> _Exercise passage_
--------------------

Considering the origin of viticulture in the Iberian Peninsula within the time range of between 2000 and 3000 years before our days, the results of the preliminary studies using different nuclear and chloroplast molecular markers support a mixed origin of Iberian cultivars from imported oriental germplasm mainly bearing chlorotypes C or D, together with the use of local secondarily domesticated genotypes bearing chlorotype A. Since chloroplasts are maternally inherited, domestication is the only possible way to get chloroplast A transmitted into cultivated materials, by cultivation of cuttings or seeds from plants of Western populations of Vitis vinifera ssp. silvestris. These secondary domestication events taking place in the Western region of the Mediterranean basin might have been influenced by the cultivars spread over the area by the Oriental cultures but also derives from the previous knowledge and use of local silvestris populations by the Iberian inhabitants. A few cycles of spontaneous pollination of newly domesticated plants (chlorotype A) with pollen from imported cultivars and selection of hybrids with oriental phenotypes (larger clusters and berries) would have resulted in chlorotype

A cultivars showing phenotypes and nuclear genotypes more closely related to oriental characteristics. The results of the analysis of grapevine genotypes with the 9K SNP arrays support these introgressions of genetic material from Western silvestris in the current Western cultivars (Myles et al., 2011) in agreement with the chlorotype results. Spontaneous hybridizations among cultivated grapevine plants are likely to have been a recurrent situation generating the hybrids that currently exist as cultivars today. Given the time scales provided by the origin of creole cultivars (one generation in 500 years), it is possible to estimate that only between 5‑10 sexual generations would have taken place in the 2000‑ 3000 years of Iberian viticulture to give rise to the current varieties. In any case, it is improbable that originally domesticated or imported plants have been maintained to the present day, since their traits are likely to have been improved by the spontaneous hybrids generated over the course of viticultural history.

Chlorotype A is the most frequently found (>90%) in current natural populations of Vitis vinifera ssp. silvestris on the Iberian Peninsula and the Maghreb countries; its distribution in Europe reaches as far as the Balkans. Chlorotype D is frequently found (almost 50%) in the Middle East, while in Europe it extends as far as the Italian Peninsula. Chlorotype B is detected with low frequency in all regions mentioned above. Finally, chlorotype C is as frequent as chlorotype D in the Middle East but in Europe its distribution in natural populations has not been detected beyond the Balkans. Chlorotype C is very frequent in table grape cultivars and in French wine cultivars derived from the Gouais as the maternal parent.

--------------------

> _What you will do_
1. In the passage on Iberian grapevine origins, which chlorotype makes up more than 90% of current natural Vitis vinifera ssp. silvestris populations on the Iberian Peninsula and in the Maghreb countries?
2. Reproduce word for word the part of the passage on Iberian grapevine origins starting with "Chlorotype A is" and going on through "the maternal parent.".

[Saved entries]
--------------------

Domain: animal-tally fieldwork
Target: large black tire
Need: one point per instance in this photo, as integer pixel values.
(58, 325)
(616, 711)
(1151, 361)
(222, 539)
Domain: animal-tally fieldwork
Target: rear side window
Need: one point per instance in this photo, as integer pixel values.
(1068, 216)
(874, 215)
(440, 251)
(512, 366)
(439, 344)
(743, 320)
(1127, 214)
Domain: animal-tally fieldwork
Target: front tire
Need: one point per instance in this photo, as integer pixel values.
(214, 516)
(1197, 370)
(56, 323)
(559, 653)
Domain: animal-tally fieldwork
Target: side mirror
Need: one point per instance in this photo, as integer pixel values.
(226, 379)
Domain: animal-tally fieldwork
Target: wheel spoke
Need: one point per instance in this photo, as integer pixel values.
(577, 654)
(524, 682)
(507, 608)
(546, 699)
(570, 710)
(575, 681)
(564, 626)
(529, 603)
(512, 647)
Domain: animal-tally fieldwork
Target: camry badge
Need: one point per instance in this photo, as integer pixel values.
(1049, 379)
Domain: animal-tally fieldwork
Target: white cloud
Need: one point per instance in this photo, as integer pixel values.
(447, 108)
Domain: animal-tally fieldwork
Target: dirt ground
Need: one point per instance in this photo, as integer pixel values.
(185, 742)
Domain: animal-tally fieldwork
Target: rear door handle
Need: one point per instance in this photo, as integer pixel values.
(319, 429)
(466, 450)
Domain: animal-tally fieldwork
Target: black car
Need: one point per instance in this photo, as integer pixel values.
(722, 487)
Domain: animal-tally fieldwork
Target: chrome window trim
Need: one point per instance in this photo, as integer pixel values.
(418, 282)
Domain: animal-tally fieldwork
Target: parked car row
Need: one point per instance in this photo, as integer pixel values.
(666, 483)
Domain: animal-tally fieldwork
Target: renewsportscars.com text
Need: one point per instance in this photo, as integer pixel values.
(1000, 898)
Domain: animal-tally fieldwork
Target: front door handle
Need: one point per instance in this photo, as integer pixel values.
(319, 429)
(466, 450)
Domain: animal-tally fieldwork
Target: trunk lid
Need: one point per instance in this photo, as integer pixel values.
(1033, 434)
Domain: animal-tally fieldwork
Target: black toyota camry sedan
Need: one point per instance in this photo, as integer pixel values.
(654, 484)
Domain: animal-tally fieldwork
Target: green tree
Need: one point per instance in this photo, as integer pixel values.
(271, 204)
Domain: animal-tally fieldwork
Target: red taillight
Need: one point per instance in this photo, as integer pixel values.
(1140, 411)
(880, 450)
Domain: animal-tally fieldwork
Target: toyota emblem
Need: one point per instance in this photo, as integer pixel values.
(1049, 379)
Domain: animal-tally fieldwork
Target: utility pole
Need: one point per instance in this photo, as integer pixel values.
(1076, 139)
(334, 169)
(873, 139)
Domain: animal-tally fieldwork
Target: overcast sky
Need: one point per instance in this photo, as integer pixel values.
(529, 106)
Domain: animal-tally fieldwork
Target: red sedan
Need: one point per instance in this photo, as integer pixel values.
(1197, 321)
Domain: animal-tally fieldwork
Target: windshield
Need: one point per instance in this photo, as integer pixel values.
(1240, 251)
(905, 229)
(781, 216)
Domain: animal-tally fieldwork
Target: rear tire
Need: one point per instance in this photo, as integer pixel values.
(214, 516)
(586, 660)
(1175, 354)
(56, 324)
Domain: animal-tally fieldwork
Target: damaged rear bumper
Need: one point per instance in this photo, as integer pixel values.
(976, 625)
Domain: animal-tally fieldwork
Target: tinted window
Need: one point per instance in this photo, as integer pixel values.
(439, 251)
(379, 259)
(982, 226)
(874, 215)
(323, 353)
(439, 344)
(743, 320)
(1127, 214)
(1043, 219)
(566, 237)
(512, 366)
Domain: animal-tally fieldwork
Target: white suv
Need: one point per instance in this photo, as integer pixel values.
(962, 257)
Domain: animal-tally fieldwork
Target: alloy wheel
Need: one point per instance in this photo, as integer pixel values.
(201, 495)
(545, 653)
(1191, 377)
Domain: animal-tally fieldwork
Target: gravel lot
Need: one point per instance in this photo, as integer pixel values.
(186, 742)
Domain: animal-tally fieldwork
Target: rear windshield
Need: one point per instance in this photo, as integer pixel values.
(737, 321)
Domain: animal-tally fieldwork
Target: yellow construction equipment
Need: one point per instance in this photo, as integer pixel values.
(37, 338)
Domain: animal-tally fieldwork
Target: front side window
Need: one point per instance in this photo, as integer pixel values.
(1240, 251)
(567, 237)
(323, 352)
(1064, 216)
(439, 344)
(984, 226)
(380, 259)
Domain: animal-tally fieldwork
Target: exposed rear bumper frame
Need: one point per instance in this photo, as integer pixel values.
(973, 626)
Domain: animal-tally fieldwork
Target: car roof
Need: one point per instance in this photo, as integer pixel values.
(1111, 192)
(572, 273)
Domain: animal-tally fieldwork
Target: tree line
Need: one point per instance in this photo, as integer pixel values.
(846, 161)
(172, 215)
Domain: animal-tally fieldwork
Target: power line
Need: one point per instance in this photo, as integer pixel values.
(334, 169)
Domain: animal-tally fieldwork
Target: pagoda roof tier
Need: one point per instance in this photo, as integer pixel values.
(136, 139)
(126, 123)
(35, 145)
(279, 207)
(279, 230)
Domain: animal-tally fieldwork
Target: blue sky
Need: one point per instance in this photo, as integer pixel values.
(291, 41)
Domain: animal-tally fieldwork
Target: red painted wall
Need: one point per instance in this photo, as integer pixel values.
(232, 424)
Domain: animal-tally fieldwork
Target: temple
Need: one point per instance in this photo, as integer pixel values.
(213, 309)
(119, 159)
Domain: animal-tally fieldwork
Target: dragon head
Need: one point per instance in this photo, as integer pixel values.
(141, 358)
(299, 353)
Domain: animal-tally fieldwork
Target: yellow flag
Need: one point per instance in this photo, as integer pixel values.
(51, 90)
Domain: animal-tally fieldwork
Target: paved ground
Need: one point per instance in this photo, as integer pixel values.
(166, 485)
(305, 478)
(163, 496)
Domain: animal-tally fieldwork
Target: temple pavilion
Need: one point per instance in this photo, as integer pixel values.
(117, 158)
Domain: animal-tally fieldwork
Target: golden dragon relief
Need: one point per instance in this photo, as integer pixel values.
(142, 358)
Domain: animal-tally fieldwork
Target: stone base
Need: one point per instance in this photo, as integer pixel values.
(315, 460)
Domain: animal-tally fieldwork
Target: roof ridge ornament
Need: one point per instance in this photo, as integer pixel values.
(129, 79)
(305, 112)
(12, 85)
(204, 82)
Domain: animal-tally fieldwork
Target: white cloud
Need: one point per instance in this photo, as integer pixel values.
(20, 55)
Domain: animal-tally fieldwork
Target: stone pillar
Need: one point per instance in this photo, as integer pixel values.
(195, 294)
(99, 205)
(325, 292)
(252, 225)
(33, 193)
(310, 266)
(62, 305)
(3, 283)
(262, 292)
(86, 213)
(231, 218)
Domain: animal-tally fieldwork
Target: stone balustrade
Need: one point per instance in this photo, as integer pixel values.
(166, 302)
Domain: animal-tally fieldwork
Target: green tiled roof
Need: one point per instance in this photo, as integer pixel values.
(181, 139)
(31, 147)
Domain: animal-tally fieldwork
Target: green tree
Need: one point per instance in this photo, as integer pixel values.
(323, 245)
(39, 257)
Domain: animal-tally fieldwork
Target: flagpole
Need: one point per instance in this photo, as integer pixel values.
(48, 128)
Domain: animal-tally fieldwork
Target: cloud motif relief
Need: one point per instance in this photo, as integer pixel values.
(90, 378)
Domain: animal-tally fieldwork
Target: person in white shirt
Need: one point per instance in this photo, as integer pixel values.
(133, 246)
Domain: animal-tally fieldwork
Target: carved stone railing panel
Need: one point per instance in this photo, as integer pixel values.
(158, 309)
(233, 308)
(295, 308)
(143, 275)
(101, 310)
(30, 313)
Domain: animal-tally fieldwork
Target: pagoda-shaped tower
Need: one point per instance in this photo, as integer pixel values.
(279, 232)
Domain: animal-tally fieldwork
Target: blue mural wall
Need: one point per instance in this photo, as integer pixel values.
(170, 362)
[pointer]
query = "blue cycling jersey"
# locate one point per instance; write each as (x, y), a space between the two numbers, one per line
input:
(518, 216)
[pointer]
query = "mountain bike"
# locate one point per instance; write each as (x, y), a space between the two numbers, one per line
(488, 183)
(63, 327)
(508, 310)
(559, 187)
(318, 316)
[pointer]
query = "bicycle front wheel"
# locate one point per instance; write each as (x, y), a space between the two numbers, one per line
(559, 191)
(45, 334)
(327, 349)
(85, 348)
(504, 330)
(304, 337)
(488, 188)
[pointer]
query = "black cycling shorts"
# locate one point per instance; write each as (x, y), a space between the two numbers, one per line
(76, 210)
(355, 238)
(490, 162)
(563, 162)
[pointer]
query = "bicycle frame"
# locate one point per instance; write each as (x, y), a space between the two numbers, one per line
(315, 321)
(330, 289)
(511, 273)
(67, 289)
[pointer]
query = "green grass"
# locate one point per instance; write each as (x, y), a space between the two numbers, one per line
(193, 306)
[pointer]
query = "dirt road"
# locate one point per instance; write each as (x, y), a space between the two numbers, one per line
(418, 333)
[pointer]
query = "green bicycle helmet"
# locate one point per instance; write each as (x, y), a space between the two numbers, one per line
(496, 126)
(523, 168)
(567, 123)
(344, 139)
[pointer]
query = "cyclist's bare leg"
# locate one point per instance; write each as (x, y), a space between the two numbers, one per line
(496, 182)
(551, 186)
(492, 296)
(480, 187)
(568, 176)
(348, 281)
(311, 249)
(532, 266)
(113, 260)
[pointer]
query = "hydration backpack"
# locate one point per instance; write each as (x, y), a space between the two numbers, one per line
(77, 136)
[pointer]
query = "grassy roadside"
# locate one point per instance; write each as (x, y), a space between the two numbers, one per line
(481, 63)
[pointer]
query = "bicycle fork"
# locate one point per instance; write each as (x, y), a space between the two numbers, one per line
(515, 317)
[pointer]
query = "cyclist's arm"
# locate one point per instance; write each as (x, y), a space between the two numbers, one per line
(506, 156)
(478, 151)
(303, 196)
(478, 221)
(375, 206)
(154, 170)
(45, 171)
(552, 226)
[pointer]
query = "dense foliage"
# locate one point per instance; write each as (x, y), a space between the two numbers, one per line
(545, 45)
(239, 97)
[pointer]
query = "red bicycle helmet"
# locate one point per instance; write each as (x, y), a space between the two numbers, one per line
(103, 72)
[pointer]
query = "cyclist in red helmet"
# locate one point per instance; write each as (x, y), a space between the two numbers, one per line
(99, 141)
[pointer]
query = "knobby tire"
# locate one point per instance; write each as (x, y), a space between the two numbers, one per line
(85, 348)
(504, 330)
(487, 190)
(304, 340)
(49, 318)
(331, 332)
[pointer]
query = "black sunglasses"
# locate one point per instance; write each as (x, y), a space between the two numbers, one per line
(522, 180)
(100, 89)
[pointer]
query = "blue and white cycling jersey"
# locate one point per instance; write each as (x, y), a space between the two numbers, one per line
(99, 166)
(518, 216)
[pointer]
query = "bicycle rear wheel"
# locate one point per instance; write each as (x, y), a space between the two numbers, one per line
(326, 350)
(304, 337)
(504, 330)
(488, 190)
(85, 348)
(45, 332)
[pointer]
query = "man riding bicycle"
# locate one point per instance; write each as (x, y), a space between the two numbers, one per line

--------------------

> _Task answers_
1. Chlorotype A.

2.
Chlorotype A is the most frequently found (>90%) in current natural populations of Vitis vinifera ssp. silvestris on the Iberian Peninsula and the Maghreb countries; its distribution in Europe reaches as far as the Balkans. Chlorotype D is frequently found (almost 50%) in the Middle East, while in Europe it extends as far as the Italian Peninsula. Chlorotype B is detected with low frequency in all regions mentioned above. Finally, chlorotype C is as frequent as chlorotype D in the Middle East but in Europe its distribution in natural populations has not been detected beyond the Balkans. Chlorotype C is very frequent in table grape cultivars and in French wine cultivars derived from the Gouais as the maternal parent.